◆ **LIST OF TASKS**
[1] According to the trapezoidal rule post, what is the analytical answer for the integral of sin(x) from 0 to pi?
[2] Write out the stretch of the records from their start through the line containing "pixel 47 251", substituting "matching object" for "matching instance" and leaving everything else unchanged.

◆ **SELECTED EXTRACT**

Matlab post See http://en.wikipedia.org/wiki/Trapezoidal_rule

$$\int_a^b f(x) dx \approx \frac{1}{2}\displaystyle\sum\limits_{k=1}^N(x_{k+1}-x_k)(f(x_{k+1}) + f(x_k))$$

Let us compute the integral of sin(x) from x=0 to \(\pi\). To approximate the integral, we need to divide the interval from \(a\) to \(b\) into \(N\) intervals. The analytical answer is 2.0.

We will use this example to illustrate the difference in performance between loops and vectorized operations in python.

import numpy as np
import time

a = 0.0; b = np.pi;
N = 1000; # this is the number of intervals

h = (b - a)/N; # this is the width of each interval
x = np.linspace(a, b, N) 
y = np.sin(x); # the sin function is already vectorized

t0 = time.time()

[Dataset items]

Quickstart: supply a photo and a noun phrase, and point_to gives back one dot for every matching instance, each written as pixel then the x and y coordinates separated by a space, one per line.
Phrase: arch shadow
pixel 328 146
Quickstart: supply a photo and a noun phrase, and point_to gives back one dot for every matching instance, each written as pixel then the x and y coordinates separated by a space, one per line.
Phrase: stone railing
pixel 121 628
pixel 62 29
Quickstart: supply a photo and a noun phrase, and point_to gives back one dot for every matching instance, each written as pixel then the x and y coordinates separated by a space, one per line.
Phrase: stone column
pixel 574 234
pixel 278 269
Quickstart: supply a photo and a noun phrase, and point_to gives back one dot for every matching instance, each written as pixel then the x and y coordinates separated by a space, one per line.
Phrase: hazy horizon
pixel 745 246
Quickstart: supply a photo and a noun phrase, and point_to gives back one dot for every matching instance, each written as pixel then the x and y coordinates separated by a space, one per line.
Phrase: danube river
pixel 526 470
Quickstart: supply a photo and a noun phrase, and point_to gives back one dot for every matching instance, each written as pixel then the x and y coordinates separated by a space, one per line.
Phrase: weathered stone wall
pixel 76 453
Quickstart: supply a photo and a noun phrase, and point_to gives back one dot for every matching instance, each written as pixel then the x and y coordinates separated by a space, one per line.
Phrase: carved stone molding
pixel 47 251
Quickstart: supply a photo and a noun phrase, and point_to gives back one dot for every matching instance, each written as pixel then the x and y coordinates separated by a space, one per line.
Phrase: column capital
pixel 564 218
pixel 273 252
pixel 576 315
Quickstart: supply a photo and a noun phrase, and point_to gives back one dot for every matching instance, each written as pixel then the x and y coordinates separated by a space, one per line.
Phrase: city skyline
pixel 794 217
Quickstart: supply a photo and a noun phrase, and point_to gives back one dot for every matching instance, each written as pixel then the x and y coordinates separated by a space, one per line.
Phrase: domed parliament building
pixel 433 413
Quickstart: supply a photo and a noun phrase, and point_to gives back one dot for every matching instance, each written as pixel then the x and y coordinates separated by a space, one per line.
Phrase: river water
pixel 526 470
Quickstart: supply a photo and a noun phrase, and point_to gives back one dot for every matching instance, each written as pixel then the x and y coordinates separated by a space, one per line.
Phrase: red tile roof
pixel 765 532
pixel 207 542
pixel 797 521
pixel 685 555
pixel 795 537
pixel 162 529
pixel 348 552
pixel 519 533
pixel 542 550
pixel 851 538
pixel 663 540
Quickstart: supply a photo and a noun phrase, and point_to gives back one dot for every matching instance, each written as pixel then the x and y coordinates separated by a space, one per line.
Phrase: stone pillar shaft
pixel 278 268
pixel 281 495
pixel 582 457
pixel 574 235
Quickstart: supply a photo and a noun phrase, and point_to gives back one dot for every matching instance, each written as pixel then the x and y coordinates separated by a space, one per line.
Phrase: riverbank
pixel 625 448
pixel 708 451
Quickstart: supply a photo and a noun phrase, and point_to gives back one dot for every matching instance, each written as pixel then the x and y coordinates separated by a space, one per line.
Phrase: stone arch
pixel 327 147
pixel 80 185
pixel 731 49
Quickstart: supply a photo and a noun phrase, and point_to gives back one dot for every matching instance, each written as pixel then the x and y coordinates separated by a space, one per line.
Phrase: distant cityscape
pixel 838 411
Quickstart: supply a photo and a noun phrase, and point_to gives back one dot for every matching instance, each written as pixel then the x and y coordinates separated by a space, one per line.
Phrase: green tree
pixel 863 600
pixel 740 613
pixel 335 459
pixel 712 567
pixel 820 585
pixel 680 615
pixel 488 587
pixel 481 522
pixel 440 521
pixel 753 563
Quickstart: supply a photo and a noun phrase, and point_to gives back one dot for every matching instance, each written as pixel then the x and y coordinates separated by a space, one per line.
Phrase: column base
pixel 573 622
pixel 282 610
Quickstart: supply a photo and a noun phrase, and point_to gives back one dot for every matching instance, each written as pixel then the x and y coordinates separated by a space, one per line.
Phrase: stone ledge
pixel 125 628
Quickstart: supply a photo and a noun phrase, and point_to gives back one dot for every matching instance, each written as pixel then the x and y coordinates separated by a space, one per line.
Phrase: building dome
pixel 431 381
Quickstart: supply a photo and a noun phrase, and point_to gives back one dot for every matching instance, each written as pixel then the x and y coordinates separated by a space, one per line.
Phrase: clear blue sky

◆ **FULL SOLUTIONS**
[1] 2.0

[2]
Quickstart: supply a photo and a noun phrase, and point_to gives back one dot for every matching object, each written as pixel then the x and y coordinates separated by a space, one per line.
Phrase: arch shadow
pixel 328 146
Quickstart: supply a photo and a noun phrase, and point_to gives back one dot for every matching object, each written as pixel then the x and y coordinates separated by a space, one per line.
Phrase: stone railing
pixel 121 628
pixel 62 29
Quickstart: supply a photo and a noun phrase, and point_to gives back one dot for every matching object, each written as pixel then the x and y coordinates separated by a space, one per line.
Phrase: stone column
pixel 574 234
pixel 278 269
Quickstart: supply a photo and a noun phrase, and point_to gives back one dot for every matching object, each written as pixel then the x and y coordinates separated by a space, one per line.
Phrase: hazy horizon
pixel 745 246
Quickstart: supply a photo and a noun phrase, and point_to gives back one dot for every matching object, each written as pixel then the x and y coordinates separated by a space, one per line.
Phrase: danube river
pixel 526 470
Quickstart: supply a photo and a noun phrase, and point_to gives back one dot for every matching object, each written as pixel then the x and y coordinates separated by a space, one per line.
Phrase: weathered stone wall
pixel 76 453
Quickstart: supply a photo and a noun phrase, and point_to gives back one dot for every matching object, each written as pixel then the x and y coordinates separated by a space, one per line.
Phrase: carved stone molding
pixel 47 251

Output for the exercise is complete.